**GOAL OF THE EXERCISE**
In full and word for word, give the records again.

**Extracted data entries**
********************
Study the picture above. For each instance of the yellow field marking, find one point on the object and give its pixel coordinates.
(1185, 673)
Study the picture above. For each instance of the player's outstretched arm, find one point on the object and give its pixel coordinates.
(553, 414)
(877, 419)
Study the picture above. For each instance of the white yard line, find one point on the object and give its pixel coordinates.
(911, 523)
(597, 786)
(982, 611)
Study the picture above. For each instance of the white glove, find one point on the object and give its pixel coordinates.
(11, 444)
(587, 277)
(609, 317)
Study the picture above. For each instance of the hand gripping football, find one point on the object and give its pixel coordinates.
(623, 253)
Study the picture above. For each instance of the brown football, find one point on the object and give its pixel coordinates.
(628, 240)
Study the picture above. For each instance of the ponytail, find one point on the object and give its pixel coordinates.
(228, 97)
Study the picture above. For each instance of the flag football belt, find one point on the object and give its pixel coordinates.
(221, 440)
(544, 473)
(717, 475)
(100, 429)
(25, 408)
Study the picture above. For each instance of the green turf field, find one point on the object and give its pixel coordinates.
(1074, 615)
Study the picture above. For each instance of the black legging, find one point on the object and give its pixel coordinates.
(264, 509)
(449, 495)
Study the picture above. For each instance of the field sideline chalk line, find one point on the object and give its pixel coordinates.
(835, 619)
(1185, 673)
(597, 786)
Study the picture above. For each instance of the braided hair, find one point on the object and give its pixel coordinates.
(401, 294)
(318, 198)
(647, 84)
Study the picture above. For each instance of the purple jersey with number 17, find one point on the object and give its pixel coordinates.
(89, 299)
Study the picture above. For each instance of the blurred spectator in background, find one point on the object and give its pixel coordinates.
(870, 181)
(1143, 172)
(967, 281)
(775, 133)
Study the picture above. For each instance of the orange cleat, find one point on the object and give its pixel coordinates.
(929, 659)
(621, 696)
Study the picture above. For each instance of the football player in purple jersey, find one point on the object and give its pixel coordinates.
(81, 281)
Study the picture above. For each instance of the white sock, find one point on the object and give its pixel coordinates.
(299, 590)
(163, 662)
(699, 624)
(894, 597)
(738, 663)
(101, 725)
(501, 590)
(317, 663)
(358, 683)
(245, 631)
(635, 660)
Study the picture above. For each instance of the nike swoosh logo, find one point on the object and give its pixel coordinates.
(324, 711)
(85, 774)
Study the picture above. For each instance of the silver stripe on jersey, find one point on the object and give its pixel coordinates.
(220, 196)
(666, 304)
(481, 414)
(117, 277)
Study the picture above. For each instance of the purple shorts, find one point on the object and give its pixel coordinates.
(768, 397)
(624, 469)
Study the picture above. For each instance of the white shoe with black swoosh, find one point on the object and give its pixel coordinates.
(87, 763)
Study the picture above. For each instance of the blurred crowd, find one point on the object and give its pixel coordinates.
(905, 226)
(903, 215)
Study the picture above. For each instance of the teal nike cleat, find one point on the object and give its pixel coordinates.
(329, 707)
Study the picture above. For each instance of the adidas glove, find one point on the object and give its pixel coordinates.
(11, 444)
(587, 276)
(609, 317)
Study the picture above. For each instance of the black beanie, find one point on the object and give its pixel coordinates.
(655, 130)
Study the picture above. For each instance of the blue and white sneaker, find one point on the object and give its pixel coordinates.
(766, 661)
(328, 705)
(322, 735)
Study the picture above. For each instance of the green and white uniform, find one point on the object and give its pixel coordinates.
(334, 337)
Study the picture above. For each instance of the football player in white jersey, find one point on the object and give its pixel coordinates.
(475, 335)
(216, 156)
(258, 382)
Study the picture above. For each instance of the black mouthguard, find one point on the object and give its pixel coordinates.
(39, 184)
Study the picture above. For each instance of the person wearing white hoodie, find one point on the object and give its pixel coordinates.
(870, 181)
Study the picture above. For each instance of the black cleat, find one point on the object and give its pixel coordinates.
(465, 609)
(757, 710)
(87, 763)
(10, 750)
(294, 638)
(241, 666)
********************
**TASK SOLUTION**
Study the picture above. For each instance of the yellow field marking, find one point on the object and give its pixel coordinates.
(1185, 673)
Study the picture above. For each instance of the player's outstretched arm, find one point on the object and give its pixel coordinates.
(553, 414)
(877, 419)
Study the picture above. For each instance of the white yard line, find one point on the object and give its pixel coordinates.
(911, 523)
(597, 786)
(982, 611)
Study the picture above. For each instance of the white glove, find one point on the object and give its pixel coordinates.
(11, 444)
(587, 277)
(609, 317)
Study the picture above. For each instance of the hand gripping football, find one point on the object and give its pixel coordinates.
(623, 253)
Study the picture above. For each instance of the brown football, find one point on the object and give its pixel coordinates.
(628, 240)
Study the picture above. For each instance of the ponytail, find one point on the object and give its pixel coordinates.
(228, 97)
Study the picture above. For each instance of the flag football belt, find one point on the object and give its pixel coordinates.
(221, 440)
(544, 473)
(717, 475)
(100, 429)
(25, 408)
Study the picture above. For each instance of the green turf field, find one point on the object and give its pixel coordinates.
(1074, 615)
Study the picture above. For each instance of the black legging, find one point on the object and give its pixel coordinates.
(264, 509)
(449, 495)
Study the picture above. For each instance of the field sideline chalk line, find one point on the object and give its pixel coordinates.
(835, 619)
(1185, 673)
(597, 786)
Study the picture above. For each instance of the braided hair, find one point on the object and give its pixel coordinates.
(401, 294)
(318, 198)
(647, 84)
Study the picture above. For each instance of the purple jersey with number 17, find one point on the object and give its pixel coordinates.
(89, 299)
Study the picture above. For each instance of the blurred spectator in background, find one point on the object and give its pixel coordinates.
(870, 181)
(1143, 172)
(967, 281)
(775, 133)
Study the picture above. For each instance of the orange cleat, find one point on the object and give its pixel coordinates.
(929, 659)
(621, 696)
Study the picture above. For each instance of the football player in purple jersey, find one point on the object and give its pixel coordinates.
(81, 281)
Study the picture above. For each instance of the white sock, find one point on the object and give its pixel coordinates.
(299, 590)
(163, 662)
(699, 624)
(894, 597)
(738, 663)
(101, 725)
(501, 590)
(317, 663)
(358, 683)
(245, 631)
(635, 660)
Study the picture above. For each instance of the nike swoosh logo, find one point on the object and give its pixel coordinates.
(324, 711)
(85, 774)
Study the picture above. For each instance of the silver stripe on jersey, find one point on the object and give its pixel coordinates.
(220, 196)
(666, 304)
(481, 414)
(117, 277)
Study the picture above. For each instance of the purple shorts, find one point on the object and give its pixel coordinates.
(768, 397)
(624, 469)
Study the picture above. For each instance of the white shoe with black swoosh, find one point on the object and give its pixel coordinates.
(87, 763)
Study the picture above. For each instance of the blurred crowd, find one point on the object and give its pixel coordinates.
(905, 226)
(903, 215)
Study the picture above. For each instance of the teal nike cleat, find one point on the object and give its pixel coordinates.
(329, 707)
Study the picture above. For each instance of the adidas glove, find one point on the object and give its pixel coordinates.
(11, 444)
(587, 276)
(609, 317)
Study the picture above. For each instance of the black beanie, find one point on the object and give its pixel coordinates.
(655, 130)
Study the picture above. For each instance of the blue and white sneaker, find one point on the object and give its pixel coordinates.
(766, 661)
(328, 705)
(322, 735)
Study the picture above. For each instance of the green and white uniform, find one point on the object and give its pixel coordinates.
(334, 337)
Study the picture above. For each instance of the football player in white jersey, find one point on the object and give its pixel coordinates.
(475, 335)
(216, 156)
(258, 382)
Study the picture above. For each instance of the black mouthguard, find one point on the object and give its pixel coordinates.
(39, 184)
Study the picture above. For each instance of the person wearing white hoodie, find one point on the object and give its pixel coordinates.
(870, 181)
Study the picture above. For each instance of the black cleat, find one point on the object and give its pixel coordinates.
(465, 609)
(757, 710)
(87, 763)
(10, 750)
(294, 638)
(241, 666)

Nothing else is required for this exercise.